**Texto mostrado:**
══════════════════════════════
Para evitar la habitual carretera central 62, al menos al principio, que me llevaría por un descenso ya hecho algunas veces, quise abandonar la ciudad, por la vía directa que lleva a Motavita, en un asenso fuerte pero asfaltado y breve; aquella población pequeña pero famosa por sus antiguas y milagrosas misas de sanación, que ahora se llevan a cabo en la cercana Soracá.
Todo se enmarcaba en un domingo de ramos, apacible y soleado y desde allí, a donde solo una vez había llegado en bicicleta, recorrería una vía de tierra, inédita que me alentaba un poco la curiosidad de atravesar lugares nuevos y lo mejor, adentrándome en un profundo paisaje campestre boyacense.
Alguien me dijo que estos lugares, eran para mí, un premio de consolación por no poder regresar a Europa, pero las montañas centrales de Colombia en cuanto a sus vistas, su vegetación, sus poblados, fauna y su gente, es el mejor de los premios, comparado con el natal, viejo continente. Me encontraba inmerso en violáceos cultivos de papa e inmensos y uniformes parajes verdes, salpicados por una que otra ruina de portales de adobe, derretido por los años, a la vera del camino polvoriento. Mi intención, era seguir al norte, a un pueblo que siempre he querido conocer y que se incrusta en la cara sur de la cordillera del inmenso parque natural de Iguaque y desde donde se atraviesan grandes planicies, que otrora fuesen fondo de cuerpos lacustres de tamaño significativo y que hoy son praderas al margen montañoso, que dan hogar al ganado y a las más bellas vistas, cuando amanece y la neblina, se posa allí, formando un océano blanco.
Mi plan no podría fallar y en esta empresa de animarme con paisajes nuevos y el combustible de la curiosidad, he llegado a Sora por primera vez, alucinando con su sobria belleza, su iglesia tapizada de fósiles del antiguo mar que inundaba estas tierras y la madera que se viste aveces de dorado, aveces de caoba, de sus casas sencillas pero llenas de vida, con la sonrisa humilde de los niños que allí disfrutan su paso en esta vida de juegos y escuela. Allí solo me restaban insignificantes trece kilómetros para llegar a San Pedro de Iguaque, donde los locales me prometieron buenas vistas del parque nacional y su cordillera, además de un camino ameno.
Devoro el almuerzo con ansia, mientras repaso los mapas llenos de esas líneas, puntos y signos, que en pocos instantes, se materializarían frente a mis ojos, en forma de paisaje, caminos, ríos y montañas. Abandono Sora y emprendo ascenso, más difícil de lo que esperaba, pero la vista que poco a poco se manifestaba al horizonte, compensaba aquella fatiga que regresaba burlesca y me hacia bajar de la bicicleta. Esto ya no es para mi, pensaba, pues yendo a Bogotá y al Páramo de Saboyá, me asaltaba el mismo fantasma maldito que me cortaba la respiración y hacia doloroso el pedalear por un ascenso, como si la fuerza se diera a la fuga con cada minuto de vida transcurrido; me sentía deprimido.
══════════════════════════════
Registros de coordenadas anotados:
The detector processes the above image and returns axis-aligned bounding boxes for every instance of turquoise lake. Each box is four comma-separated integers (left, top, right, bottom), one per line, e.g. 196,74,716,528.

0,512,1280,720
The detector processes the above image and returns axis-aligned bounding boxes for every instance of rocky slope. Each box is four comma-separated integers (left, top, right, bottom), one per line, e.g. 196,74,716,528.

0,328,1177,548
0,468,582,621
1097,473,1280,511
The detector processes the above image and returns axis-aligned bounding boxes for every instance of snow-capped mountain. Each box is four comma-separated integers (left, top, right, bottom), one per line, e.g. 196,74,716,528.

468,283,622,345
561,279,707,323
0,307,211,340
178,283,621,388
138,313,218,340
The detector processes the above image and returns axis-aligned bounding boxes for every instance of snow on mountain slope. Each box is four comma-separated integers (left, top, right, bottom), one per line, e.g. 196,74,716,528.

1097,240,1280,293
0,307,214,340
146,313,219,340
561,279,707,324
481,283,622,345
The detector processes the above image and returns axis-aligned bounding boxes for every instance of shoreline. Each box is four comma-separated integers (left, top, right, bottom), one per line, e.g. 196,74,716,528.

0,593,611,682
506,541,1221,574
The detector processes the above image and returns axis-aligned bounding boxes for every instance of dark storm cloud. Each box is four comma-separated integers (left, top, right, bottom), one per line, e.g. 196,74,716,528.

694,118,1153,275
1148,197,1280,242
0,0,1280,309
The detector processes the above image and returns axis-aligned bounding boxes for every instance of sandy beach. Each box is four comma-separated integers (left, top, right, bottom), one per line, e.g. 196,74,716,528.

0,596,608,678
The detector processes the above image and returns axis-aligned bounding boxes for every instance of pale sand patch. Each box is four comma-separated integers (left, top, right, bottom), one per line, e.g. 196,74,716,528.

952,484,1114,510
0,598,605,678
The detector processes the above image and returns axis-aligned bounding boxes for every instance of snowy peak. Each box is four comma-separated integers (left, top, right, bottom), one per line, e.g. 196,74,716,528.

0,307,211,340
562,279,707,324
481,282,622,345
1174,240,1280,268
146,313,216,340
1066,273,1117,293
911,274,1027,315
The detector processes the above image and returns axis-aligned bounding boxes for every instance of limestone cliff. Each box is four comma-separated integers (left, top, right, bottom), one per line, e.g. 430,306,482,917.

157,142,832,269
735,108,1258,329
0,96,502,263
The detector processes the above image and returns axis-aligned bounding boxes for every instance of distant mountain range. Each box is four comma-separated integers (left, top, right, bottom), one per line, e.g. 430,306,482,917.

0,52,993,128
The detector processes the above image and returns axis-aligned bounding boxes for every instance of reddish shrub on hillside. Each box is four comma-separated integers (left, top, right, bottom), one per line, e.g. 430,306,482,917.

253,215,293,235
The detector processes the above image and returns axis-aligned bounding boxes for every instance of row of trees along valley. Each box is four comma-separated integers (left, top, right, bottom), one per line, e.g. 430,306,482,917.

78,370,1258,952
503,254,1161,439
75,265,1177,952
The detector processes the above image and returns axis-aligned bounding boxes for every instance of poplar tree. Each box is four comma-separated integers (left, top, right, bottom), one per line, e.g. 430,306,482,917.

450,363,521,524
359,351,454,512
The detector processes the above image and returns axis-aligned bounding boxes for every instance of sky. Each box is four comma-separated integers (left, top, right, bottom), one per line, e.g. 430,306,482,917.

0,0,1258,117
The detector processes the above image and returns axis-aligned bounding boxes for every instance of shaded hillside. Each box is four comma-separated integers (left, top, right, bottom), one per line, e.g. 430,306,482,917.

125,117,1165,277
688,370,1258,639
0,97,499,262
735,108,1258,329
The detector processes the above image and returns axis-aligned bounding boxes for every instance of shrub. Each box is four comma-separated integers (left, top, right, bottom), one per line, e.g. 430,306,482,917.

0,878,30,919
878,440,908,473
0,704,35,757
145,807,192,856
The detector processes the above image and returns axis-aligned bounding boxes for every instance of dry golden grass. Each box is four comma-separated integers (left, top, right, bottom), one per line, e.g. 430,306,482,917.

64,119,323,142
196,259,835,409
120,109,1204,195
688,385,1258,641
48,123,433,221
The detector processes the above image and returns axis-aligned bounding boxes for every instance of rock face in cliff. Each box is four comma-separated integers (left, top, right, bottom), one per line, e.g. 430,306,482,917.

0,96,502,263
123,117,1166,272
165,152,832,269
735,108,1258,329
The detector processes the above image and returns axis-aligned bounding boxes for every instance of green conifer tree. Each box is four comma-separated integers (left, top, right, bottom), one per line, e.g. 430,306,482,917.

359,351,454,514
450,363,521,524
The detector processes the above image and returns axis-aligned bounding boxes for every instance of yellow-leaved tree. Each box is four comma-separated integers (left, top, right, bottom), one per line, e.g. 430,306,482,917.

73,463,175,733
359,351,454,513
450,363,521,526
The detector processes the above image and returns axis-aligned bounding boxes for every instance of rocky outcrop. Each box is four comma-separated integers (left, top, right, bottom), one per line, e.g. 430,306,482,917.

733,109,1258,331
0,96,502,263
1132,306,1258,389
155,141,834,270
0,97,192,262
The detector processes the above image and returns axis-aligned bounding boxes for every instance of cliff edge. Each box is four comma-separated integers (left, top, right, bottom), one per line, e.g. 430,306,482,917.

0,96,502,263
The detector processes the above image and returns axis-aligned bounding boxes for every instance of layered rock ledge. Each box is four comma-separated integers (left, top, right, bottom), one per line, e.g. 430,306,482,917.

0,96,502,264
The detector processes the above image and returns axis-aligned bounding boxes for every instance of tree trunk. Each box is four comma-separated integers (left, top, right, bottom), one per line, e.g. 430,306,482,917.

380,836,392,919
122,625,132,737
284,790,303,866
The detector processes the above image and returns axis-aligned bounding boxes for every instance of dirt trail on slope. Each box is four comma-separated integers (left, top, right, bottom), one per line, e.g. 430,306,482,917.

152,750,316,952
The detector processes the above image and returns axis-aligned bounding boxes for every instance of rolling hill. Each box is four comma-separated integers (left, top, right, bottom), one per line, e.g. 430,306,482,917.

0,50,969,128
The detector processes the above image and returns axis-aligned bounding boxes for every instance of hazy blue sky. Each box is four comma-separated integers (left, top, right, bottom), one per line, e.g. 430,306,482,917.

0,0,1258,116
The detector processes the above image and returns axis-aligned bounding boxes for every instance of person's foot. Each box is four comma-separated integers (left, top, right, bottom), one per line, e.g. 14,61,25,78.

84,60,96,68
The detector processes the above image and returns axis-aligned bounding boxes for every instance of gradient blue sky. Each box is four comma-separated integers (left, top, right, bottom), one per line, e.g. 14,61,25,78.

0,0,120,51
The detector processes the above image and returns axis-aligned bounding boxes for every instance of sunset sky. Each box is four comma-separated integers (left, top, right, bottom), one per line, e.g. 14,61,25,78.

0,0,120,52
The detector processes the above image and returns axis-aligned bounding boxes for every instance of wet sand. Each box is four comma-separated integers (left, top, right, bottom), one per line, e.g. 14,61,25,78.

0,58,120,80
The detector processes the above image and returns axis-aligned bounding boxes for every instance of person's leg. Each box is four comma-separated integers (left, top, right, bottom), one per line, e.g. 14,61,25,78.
══════════════════════════════
**Serie de ejercicios:**
1 – Contesta estas preguntas sobre el relato del viaje en bicicleta:
(a) ¿En qué día se enmarcaba todo el recorrido?
(b) ¿De qué está tapizada la iglesia de Sora?
(c) ¿Cuántos kilómetros quedaban desde Sora hasta San Pedro de Iguaque?
2 – Devuelve, por favor, el fragmento del relato del viaje en bicicleta que empieza con "Para evitar la" y sigue hasta "la cercana Soracá.", copiado sin ningún cambio.

**Resultados:**
1 –
(a) En un domingo de ramos, apacible y soleado.
(b) De fósiles del antiguo mar que inundaba esas tierras.
(c) Trece kilómetros.

2 –
Para evitar la habitual carretera central 62, al menos al principio, que me llevaría por un descenso ya hecho algunas veces, quise abandonar la ciudad, por la vía directa que lleva a Motavita, en un asenso fuerte pero asfaltado y breve; aquella población pequeña pero famosa por sus antiguas y milagrosas misas de sanación, que ahora se llevan a cabo en la cercana Soracá.